**Written exercise:**
Reproduce the material word for word, starting at its very first line and ending at the line that contains "93), (244, 105)]", including that line.

**Input rows:**
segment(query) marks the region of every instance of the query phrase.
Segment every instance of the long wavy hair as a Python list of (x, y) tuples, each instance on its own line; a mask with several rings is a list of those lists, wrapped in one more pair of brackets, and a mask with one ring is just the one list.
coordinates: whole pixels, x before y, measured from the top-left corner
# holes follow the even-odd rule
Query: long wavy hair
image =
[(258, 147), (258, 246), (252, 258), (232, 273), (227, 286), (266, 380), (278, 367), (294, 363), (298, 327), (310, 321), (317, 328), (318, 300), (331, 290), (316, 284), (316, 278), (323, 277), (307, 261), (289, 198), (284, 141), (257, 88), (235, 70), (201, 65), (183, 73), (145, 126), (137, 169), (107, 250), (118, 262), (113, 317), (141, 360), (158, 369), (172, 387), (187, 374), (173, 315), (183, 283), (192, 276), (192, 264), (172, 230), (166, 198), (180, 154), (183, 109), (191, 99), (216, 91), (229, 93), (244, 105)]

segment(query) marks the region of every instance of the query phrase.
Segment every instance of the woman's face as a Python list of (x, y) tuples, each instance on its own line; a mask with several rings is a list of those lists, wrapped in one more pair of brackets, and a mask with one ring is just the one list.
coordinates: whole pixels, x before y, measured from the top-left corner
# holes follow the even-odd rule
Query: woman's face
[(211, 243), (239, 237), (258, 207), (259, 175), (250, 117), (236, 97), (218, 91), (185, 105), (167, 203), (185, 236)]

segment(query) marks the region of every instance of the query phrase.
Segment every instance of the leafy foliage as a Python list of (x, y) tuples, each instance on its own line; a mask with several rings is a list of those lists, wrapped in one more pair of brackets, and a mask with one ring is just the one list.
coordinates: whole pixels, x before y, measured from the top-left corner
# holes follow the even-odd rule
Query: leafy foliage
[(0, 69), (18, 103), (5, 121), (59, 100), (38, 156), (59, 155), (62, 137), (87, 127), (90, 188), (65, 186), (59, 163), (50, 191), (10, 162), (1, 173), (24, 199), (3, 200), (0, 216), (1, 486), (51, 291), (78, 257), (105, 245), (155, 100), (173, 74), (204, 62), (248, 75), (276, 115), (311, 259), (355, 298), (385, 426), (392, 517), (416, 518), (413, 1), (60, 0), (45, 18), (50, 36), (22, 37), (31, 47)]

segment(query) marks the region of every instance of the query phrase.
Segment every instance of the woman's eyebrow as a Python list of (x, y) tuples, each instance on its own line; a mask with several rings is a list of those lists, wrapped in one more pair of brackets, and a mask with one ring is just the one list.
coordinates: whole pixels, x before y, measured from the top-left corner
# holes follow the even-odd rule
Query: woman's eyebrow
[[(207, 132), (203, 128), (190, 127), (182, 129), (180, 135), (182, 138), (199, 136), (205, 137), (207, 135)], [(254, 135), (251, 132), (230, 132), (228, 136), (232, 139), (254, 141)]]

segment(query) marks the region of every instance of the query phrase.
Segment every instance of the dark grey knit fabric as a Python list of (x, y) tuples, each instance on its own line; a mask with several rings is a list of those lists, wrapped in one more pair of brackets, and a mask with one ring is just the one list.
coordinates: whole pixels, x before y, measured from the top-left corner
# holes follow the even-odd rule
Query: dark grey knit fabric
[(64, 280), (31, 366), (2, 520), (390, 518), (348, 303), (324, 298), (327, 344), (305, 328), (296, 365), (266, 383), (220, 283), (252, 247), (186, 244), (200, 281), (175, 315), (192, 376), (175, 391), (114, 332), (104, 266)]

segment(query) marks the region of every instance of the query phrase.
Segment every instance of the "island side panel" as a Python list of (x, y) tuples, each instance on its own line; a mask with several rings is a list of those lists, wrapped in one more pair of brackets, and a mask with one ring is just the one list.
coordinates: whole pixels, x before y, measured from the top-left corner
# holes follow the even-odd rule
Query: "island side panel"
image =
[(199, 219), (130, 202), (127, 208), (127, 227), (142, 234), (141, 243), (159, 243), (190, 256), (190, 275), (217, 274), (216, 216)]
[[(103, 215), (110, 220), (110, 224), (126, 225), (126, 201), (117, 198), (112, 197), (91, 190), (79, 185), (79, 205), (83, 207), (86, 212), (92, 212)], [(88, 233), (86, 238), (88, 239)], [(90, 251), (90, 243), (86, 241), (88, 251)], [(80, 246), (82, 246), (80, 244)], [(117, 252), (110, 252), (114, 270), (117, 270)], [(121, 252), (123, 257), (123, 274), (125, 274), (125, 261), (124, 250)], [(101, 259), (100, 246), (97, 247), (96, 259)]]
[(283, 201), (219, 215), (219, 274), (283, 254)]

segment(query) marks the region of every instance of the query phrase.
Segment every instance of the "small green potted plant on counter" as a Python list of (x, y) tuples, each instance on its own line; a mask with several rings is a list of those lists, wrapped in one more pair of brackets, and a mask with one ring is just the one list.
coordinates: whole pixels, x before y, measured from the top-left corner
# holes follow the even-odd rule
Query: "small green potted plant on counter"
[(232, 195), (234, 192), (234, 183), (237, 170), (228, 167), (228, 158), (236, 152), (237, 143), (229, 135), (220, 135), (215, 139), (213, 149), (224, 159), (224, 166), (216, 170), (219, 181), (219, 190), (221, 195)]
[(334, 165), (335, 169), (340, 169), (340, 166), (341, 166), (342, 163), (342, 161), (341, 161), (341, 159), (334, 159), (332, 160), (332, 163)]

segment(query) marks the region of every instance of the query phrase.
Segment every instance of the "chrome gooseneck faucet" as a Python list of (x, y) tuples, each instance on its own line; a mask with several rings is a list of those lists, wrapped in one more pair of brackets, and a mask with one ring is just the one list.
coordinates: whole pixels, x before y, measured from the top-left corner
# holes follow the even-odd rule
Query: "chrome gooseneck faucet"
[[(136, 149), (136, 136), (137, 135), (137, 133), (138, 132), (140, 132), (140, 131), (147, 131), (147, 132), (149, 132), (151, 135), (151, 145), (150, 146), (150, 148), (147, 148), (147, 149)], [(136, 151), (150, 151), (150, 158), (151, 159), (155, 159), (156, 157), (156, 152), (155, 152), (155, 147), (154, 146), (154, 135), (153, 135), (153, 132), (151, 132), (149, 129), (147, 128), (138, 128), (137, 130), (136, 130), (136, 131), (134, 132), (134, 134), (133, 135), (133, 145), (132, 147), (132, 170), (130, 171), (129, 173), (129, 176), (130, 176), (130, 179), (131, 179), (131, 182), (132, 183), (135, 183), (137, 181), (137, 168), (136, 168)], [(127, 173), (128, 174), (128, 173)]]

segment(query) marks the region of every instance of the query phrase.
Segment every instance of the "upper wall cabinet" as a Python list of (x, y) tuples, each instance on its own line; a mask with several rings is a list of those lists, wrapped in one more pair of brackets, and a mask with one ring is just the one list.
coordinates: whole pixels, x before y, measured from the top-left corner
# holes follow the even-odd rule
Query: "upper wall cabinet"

**Full response:**
segment(query) marks the region of every instance of the query phrase.
Segment every instance of the long wavy hair as a Python list of (x, y) tuples, each instance on its own line; a mask with several rings is a list of those lists, wrapped in one more pair of brackets, and a mask with one ring is just the one list.
coordinates: whole pixels, x before y, measured from the top-left corner
# holes follow the even-odd rule
Query: long wavy hair
image =
[(258, 147), (258, 246), (252, 258), (232, 273), (227, 286), (266, 380), (278, 367), (294, 363), (298, 327), (310, 321), (317, 328), (318, 300), (331, 290), (316, 284), (316, 278), (323, 277), (307, 261), (289, 198), (284, 141), (257, 88), (235, 70), (201, 65), (183, 73), (145, 126), (137, 169), (107, 250), (118, 262), (113, 317), (141, 360), (158, 369), (172, 387), (187, 374), (173, 315), (183, 283), (192, 276), (192, 264), (172, 230), (166, 198), (180, 154), (183, 109), (191, 99), (216, 91), (229, 93), (244, 105)]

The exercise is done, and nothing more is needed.